> **提供テキスト**
★ ★ ★ ★ ★

社会に出ると、「目上に従う」ことを学びますよね。

学生の時でも、部活などをしていれば、特にそういうことを学びます。

上司、先生、先輩‥‥といった目上の言うことを素直に聞いて過ごすわけです。

ただし、ほとんどの場合、ひたすら「はい」と言って頑張るのは、最初のうちだけです。

そのうち、

「必要以上に指示されないようにする」

「自分で考えてやる」

「言われなくても期待にこたえる」

とやっていかないと、目上に喜ばれません。

つまり、だんだんと目上の思いを汲めるようにならなくてはいけないわけです。

そう考えると、社会に出る前の段階で、目上の思いを汲む感覚がそもそもゼロだと、ものすごく苦労します。

社会に出てから、

〇目上の言うことを素直に聞けず自己主張したり

〇目上への愚痴や不満が当たり前になったり

〇目上の思いを汲まずに自分の感覚だけで頑張ってみたり

となります。

結果、目上に嫌われ、会社や社会に貢献できず、自分も成長できない、というオチになります。

場合によっては、目上の思いを汲めない自分を棚に上げて、上司や会社を批判することにもなります。

社会に出てから目上との関係で苦労する人の多くは、家庭生活の中で、目上を軽く扱っています。

家庭生活での目上とは、祖父母、親、兄、姉、年上の親戚、などのことです。

そういう目上に対して、

・口ごたえやケンカは当たり前

・何かをしてもらうのは当たり前

・相手にものを言わせないような不機嫌な態度をとるのは当たり前

といった具合です。

目上の思いを汲む感覚はゼロです。

親としては、子供には社会で立派に頑張ってほしいですよね。

であれば、家庭生活の中で、子供が目上を尊敬できるように育てなくてはいけません。

その方法の一つとしては、

「お兄ちゃんなんだから貸してあげなさい」

みたいに言わないことです。

★ ★ ★ ★ ★

> **課題の要件**
家庭で子供に目上への敬意を育てることを論じた文章を、その最後の文の後から書き進めてください。

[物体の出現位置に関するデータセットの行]
★ ★ ★ ★ ★

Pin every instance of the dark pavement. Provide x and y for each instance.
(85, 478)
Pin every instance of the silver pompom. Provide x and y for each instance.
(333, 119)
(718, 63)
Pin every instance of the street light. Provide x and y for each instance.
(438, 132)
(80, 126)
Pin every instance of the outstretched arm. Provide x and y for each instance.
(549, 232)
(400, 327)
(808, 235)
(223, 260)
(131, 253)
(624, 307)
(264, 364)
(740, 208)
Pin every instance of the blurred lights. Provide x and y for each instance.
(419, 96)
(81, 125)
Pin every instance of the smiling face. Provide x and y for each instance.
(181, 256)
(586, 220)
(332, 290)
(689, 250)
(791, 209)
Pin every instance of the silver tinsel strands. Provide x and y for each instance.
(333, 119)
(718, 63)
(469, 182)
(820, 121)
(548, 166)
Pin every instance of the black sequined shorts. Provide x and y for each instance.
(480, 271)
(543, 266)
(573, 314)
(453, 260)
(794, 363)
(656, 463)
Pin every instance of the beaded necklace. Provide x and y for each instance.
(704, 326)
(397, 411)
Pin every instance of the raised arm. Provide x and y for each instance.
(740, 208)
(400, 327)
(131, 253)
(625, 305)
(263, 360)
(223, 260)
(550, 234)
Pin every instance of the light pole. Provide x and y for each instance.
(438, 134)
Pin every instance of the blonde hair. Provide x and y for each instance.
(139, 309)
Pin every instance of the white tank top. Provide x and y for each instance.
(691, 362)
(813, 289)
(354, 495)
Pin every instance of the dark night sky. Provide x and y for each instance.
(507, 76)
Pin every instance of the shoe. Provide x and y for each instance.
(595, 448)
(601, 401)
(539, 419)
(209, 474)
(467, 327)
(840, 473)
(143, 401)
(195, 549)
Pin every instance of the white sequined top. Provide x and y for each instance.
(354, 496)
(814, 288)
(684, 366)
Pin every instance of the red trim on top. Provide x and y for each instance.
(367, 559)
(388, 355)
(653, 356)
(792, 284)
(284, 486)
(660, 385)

★ ★ ★ ★ ★

> **最終回答**
たとえば、お兄ちゃんのオモチャを弟が欲しがる。

そんな時、弟がダダをこねてうるさいのを静かにさせたい親の気持ちも分かります。

ですが、かといって、

「弟に貸してあげなさい」

は間違いです。

お兄ちゃんとしては、自分のオモチャで遊んでいるだけです。

それをどうして、命令されて貸してあげなくてはいけないのでしょうか。

そういうやり方でお兄ちゃんの思いやりの心を育てようとしているなら、逆効果です。

お兄ちゃんとしては、親や弟に対する不満を大きくするだけです。

このようなケースでは、目上のものを欲しがる弟を注意したほうが、兄弟のためになります。

自分に置き換えれば簡単な話ですよね。

自分のスマホをいじっていたら、誰かが「貸して」と言ってきた。

断ったら他の人に「貸してあげなさい」と言われた。

「は?」ってなりますよね。

子供も同じです。

もし、今のようなケースが当たり前になっていると、弟は社会に出てから苦労します。

目上のものを平気で欲しがる。親もそれを許容する。

そこから始まり、親にもわがままを通し、保育園(幼稚園)や学校でもわがままを通すようになります。

その延長で、社会で苦労します。

こういう子のことを一般的に「協調性がない」と言ったりもしますが、協調性のなさの根っ子は、目上を軽く扱うところからきています。

ですから、協調性のない人は総じて目上を軽く扱っています。

逆にいうと、協調性のない子をなんとかしたい時は、

〇親自身が目上の思いを汲む

〇目上・目下の順序をつけた環境の中で子供を育てる

ようにすれば、子供はまともになっていきます。

言うほど簡単ではありませんが、親自身が徹底すれば、子供もあとに続いていきます。

「我が子が社会で苦労しなくて済むように、家庭の中で目上・目下の順序を徹底する」

ぜひ、心に置いていただければと思います。

ではまた。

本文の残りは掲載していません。